== Text section

Put in layman's terms, if you believe the Fed is going to lower rates, you are better off actually taking the lower long term interest rates, because they are going to go even lower and you can make a profit as rates go down as well as get more for your cash today!

So, let's cut to the chase. The Fed will meet in 17 days. While we will know a lot more by then, there is a lot we will not know. We will certainly not be able to assess the short-term impact of Katrina by then. While gas prices should come down by October as pipelines and refineries come back online, there is no certainty. Those most affected by the storm will still be trying to figure out how to get their lies, homes and businesses back together.

Even though inflation seems to be pushing upwards, Katrina may reverse that trend. We just don't know. Housing inventories, both new and used, have begun to rise in recent months, something that needs to happen before housing prices level off or decline.

Further away from home, in what seems eerily reminiscent of the Thai baht having serious problems in 1998 which augured the Asian debt crisis, we are watching the Indonesian rupiah show serious signs of deterioration. China is clearly on a path to slowing down, which would take some (though certainly not all!) pressure off the commodity markets. While the argument, mentioned above, that the Fed allowed stagflation by making money too easy in the 1970's is correct, that was when then overall tendency of world prices was inflationary. Today, we have the opposite case. Deflation, except for raw commodities, is still the prime backdrop for world goods.

====
== Given material

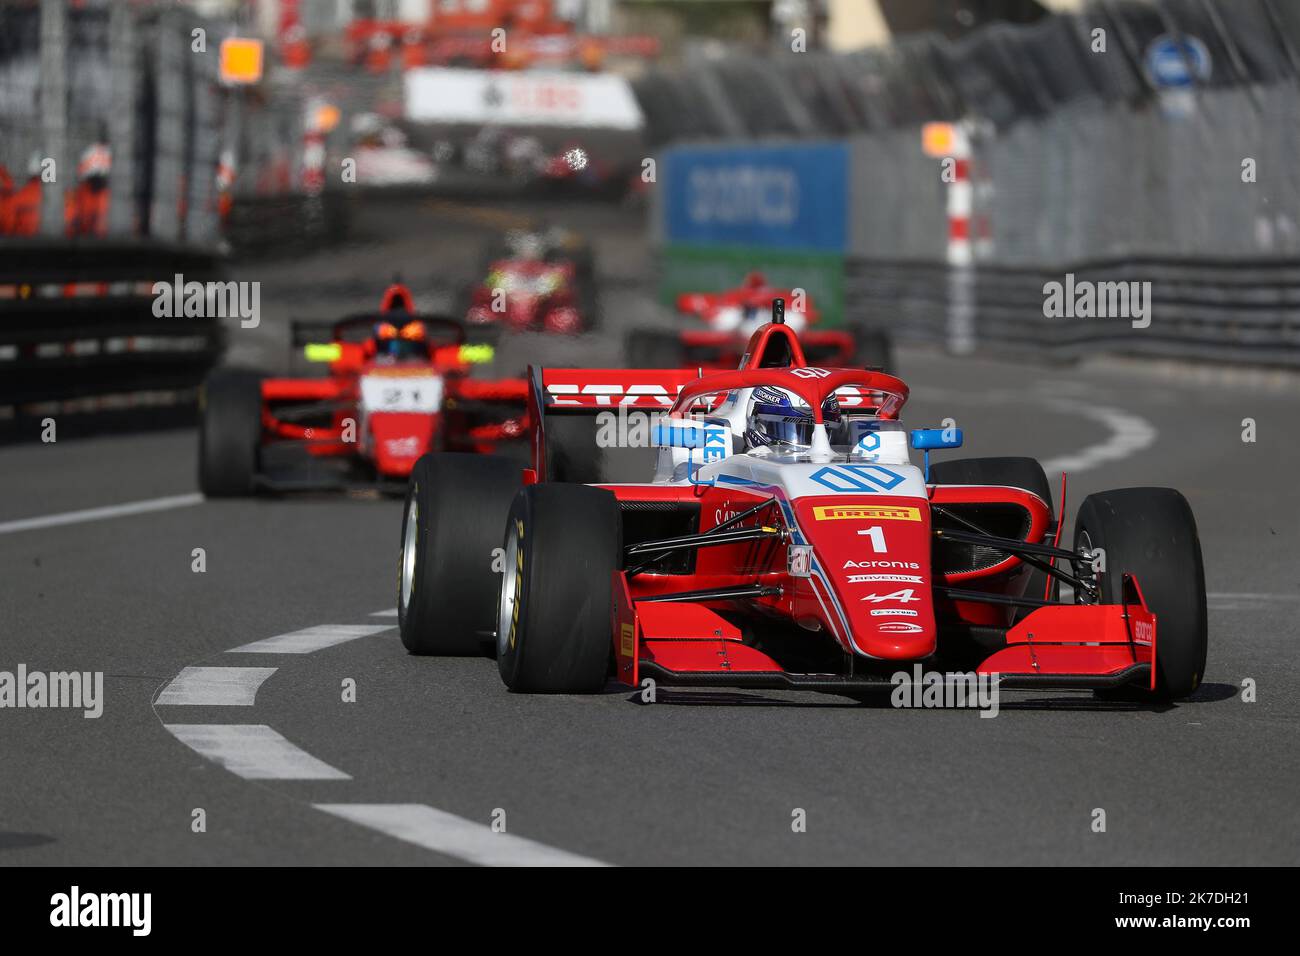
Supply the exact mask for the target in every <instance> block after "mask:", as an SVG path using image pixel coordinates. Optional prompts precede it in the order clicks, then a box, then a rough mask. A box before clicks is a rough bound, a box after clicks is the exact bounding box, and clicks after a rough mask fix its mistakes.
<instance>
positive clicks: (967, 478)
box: [930, 458, 1069, 620]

====

Exercise requirements
Please carry on the commentary about the Fed's upcoming rate decision and Katrina, picking up after its final sentence.

Answer section
I think Paul put his finger on the prime issue. If Greenspan continues to raise rates slowly, the market knows that it will eventually hurt the housing market as well as bring on an inverted yield curve and a recession, which is what the Fed has always done. They always go too far. The market will anticipate this and invert the yield curve for him, perhaps aggressively, making long rates lower and doing the opposite of what Greenspan is trying to do. Mortgage rates will drop and housing prices will rise. Things get weird.

Further, the collective wisdom of the market is telling Greenspan that he should wait. Fed fund futures are pricing in only 25 basis points of rate hikes this year, as opposed to 75 basis points it priced last week. The market is screaming for the Fed to slow down.

And let me mention the unthinkable. The National Weather Service suggests we may see 4-5 more hurricanes this season. Who knows where and how strong? It might just be prudent not to tempt fate.

Greenspan: Time to Call an Audible

Quarterback Greenspan should come to the Fed meeting September 20 and call an audible. He now has the perfect excuse. They should not raise rates, announcing that they would like more time to assess the affect of Katrina on the economy. With the properly worded Fed release, no one would think he (or the Fed) had lost his rate hike nerve. It is just the Chairman acting with wisdom and restraint.

They could make it clear that if as it now appears that the economy will weather this storm just fine, that they will again start the measured pace of rate hikes. This is assuming the rise in "asset prices," (read your home) keep up their relentless rise.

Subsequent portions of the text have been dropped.